Task goal: Return every row below without changing a single character.

---------- Input data ----------

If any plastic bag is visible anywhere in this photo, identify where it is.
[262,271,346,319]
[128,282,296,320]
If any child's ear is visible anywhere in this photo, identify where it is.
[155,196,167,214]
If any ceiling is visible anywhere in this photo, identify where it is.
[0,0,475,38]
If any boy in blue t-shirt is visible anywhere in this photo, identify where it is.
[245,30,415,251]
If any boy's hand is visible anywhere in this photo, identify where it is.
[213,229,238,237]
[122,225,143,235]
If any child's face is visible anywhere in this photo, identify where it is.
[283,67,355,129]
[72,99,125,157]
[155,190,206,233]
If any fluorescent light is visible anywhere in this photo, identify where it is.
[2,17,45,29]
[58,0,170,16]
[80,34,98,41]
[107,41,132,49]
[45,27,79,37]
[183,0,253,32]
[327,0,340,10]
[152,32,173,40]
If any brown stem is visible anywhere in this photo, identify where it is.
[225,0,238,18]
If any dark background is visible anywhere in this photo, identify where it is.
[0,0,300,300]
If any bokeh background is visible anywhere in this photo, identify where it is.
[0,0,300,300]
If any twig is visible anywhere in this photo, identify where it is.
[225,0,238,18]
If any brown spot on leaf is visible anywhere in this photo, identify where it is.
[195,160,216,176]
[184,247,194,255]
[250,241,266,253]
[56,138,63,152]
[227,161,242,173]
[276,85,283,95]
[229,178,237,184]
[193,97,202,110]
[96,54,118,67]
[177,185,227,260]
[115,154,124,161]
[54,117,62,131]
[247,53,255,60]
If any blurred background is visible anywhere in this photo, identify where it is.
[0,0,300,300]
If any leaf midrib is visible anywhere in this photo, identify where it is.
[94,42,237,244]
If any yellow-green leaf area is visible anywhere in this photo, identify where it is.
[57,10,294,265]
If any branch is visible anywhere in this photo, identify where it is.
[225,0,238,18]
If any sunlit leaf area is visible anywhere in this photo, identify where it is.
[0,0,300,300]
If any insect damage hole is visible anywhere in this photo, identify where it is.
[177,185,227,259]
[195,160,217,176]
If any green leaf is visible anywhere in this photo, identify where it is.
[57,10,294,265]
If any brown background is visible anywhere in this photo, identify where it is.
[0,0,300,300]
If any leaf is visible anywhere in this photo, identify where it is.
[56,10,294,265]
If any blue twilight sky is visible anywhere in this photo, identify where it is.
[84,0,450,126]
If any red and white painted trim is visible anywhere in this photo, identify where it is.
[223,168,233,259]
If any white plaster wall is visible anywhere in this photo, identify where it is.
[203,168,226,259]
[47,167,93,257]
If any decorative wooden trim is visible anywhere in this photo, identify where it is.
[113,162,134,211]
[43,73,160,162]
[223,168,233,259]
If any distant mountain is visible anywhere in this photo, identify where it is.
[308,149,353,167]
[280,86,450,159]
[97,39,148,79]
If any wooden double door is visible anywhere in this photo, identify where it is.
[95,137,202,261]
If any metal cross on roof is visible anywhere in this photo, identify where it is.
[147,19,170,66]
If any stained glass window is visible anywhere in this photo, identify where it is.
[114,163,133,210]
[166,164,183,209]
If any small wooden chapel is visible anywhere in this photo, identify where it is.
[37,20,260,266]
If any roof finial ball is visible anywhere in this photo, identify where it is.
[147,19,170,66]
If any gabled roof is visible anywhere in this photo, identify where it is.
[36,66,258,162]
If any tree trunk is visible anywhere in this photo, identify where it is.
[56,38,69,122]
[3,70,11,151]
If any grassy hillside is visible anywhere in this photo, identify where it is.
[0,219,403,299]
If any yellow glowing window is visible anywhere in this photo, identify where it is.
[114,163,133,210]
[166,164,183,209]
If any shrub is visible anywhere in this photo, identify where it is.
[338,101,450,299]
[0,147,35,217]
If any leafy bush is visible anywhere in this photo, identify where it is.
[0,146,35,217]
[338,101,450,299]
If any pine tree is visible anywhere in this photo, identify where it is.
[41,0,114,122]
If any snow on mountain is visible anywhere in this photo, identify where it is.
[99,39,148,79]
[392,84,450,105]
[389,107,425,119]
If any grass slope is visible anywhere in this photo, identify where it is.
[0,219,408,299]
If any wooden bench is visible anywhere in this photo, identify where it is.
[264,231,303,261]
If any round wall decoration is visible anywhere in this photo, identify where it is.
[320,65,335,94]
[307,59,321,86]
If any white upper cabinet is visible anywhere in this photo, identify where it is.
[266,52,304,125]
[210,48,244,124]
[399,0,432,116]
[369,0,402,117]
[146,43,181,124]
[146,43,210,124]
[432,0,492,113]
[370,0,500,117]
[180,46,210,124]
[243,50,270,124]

----------

Answer to the problem:
If any plastic bag is visible anywhere in this photo, identify where it is.
[262,271,346,319]
[128,282,296,320]
If any child's ear is visible anywhere in this photo, identify where it is.
[155,196,167,214]
If any ceiling is visible anywhere in this photo, identify where it is.
[0,0,475,38]
If any boy in blue t-shirt is visible anywhere in this photo, identify where it is.
[245,30,415,251]
If any boy's hand is visible anywhere in this photo, identify where it is.
[213,229,238,237]
[122,225,143,235]
If any child's face is visible anywhere in this photo, identify where it is.
[283,67,355,129]
[72,99,125,157]
[155,190,206,233]
If any fluorescent light is visible anywhere in this photo, identify where it is.
[2,17,45,29]
[58,0,170,16]
[80,34,98,41]
[107,41,132,49]
[45,27,79,37]
[183,0,253,32]
[327,0,340,10]
[152,32,173,40]
If any brown stem is visible anywhere in this photo, identify where it is.
[225,0,238,18]
If any dark background is visible anywhere in this photo, identify where it is.
[0,0,300,300]
If any bokeh background is visible anywhere in this photo, identify where it is.
[0,0,300,300]
If any twig is visible anywhere in this photo, identify where it is.
[225,0,238,18]
If any brown spot on leaf is visible anywhere in this photo, identify where it is.
[195,160,216,176]
[184,247,194,255]
[250,241,266,253]
[56,138,63,152]
[227,161,242,173]
[276,85,283,95]
[229,178,237,184]
[193,97,202,110]
[96,54,118,67]
[177,185,227,260]
[115,154,124,161]
[54,117,62,131]
[247,53,255,60]
If any blurred background is visible anywhere in this photo, identify where it is.
[0,0,300,300]
If any leaf midrib is visible anywhere in this photo, identify where it is.
[94,42,237,244]
If any yellow-green leaf area is visible anywhere in this photo, identify where it is.
[57,10,294,265]
If any branch is visible anywhere in this photo, identify where it is.
[225,0,238,18]
If any sunlit leaf area is visible anywhere in this photo, identify where it is.
[0,0,300,300]
If any insect damage hole is visible anywhere in this photo, identify where it is.
[177,185,227,259]
[195,160,217,176]
If any green leaf is visible anywhere in this photo, identify where it is.
[57,10,294,265]
If any brown background is visible anywhere in this photo, identify where it is.
[0,0,300,300]
If any leaf is visible anywhere in this photo, identify where it is.
[56,10,294,265]
If any blue twilight sky is visible anywhere in this photo, identify where it is.
[84,0,450,126]
If any red and white painted trim is visible anywhere in this photo, identify where it is.
[223,168,233,259]
If any white plaster wall is visible anywhere in this photo, identify where it is.
[203,168,226,259]
[47,167,93,257]
If any decorative wooden trim is visible anywhere in this photo, identify where it is.
[113,162,134,211]
[43,73,160,162]
[223,168,233,259]
If any distant mountain is visible anywhere in this photo, identify where it is.
[308,149,353,167]
[280,86,450,159]
[97,39,148,79]
If any wooden double door is visible anywhere in this photo, identify where it is.
[95,137,202,261]
If any metal cross on roof is visible anywhere in this photo, identify where it is.
[147,19,170,66]
If any stained glass window is visible anywhere in this photo, identify where it is.
[114,163,133,210]
[166,164,183,209]
If any small wooden chapel is visible anywhere in this photo, identify where it is.
[37,20,260,266]
If any roof finial ball is visible anywhere in this photo, identify where it is.
[147,19,170,66]
If any gabled roof is visible anywhere in this photo, identify where it is.
[36,66,258,162]
If any tree trunk is visible anywhere in this photo, identify where it is.
[56,38,69,122]
[3,70,11,151]
If any grassy hillside is visible anywhere in this photo, identify where it is.
[0,219,403,299]
If any yellow glowing window is visible anywhere in this photo, identify where it is.
[114,163,133,210]
[166,164,183,209]
If any shrub is visible anywhere in this photo, identify where it is.
[338,101,450,299]
[0,147,35,217]
If any leafy bush is visible anywhere in this photo, identify where it is.
[0,146,35,217]
[338,101,450,299]
If any pine tree is visible anywhere in this photo, identify where it is.
[41,0,114,122]
If any snow on mountain is visible anywhere in this photo, identify where it is.
[99,39,148,79]
[392,84,450,105]
[389,107,425,119]
If any grass slope is visible anywhere in this photo, identify where it is.
[0,219,408,299]
If any wooden bench is visible anywhere in this photo, identify where it is.
[264,231,303,261]
If any round wall decoration is visible anywhere in this photo, identify where it is.
[320,65,335,94]
[307,59,321,86]
If any white upper cabinet is visible anywhere in this photo, identify where it is.
[266,52,304,125]
[210,48,244,124]
[399,0,432,116]
[369,0,402,117]
[146,43,181,124]
[146,43,210,124]
[432,0,492,113]
[370,0,500,117]
[180,46,210,124]
[243,50,270,124]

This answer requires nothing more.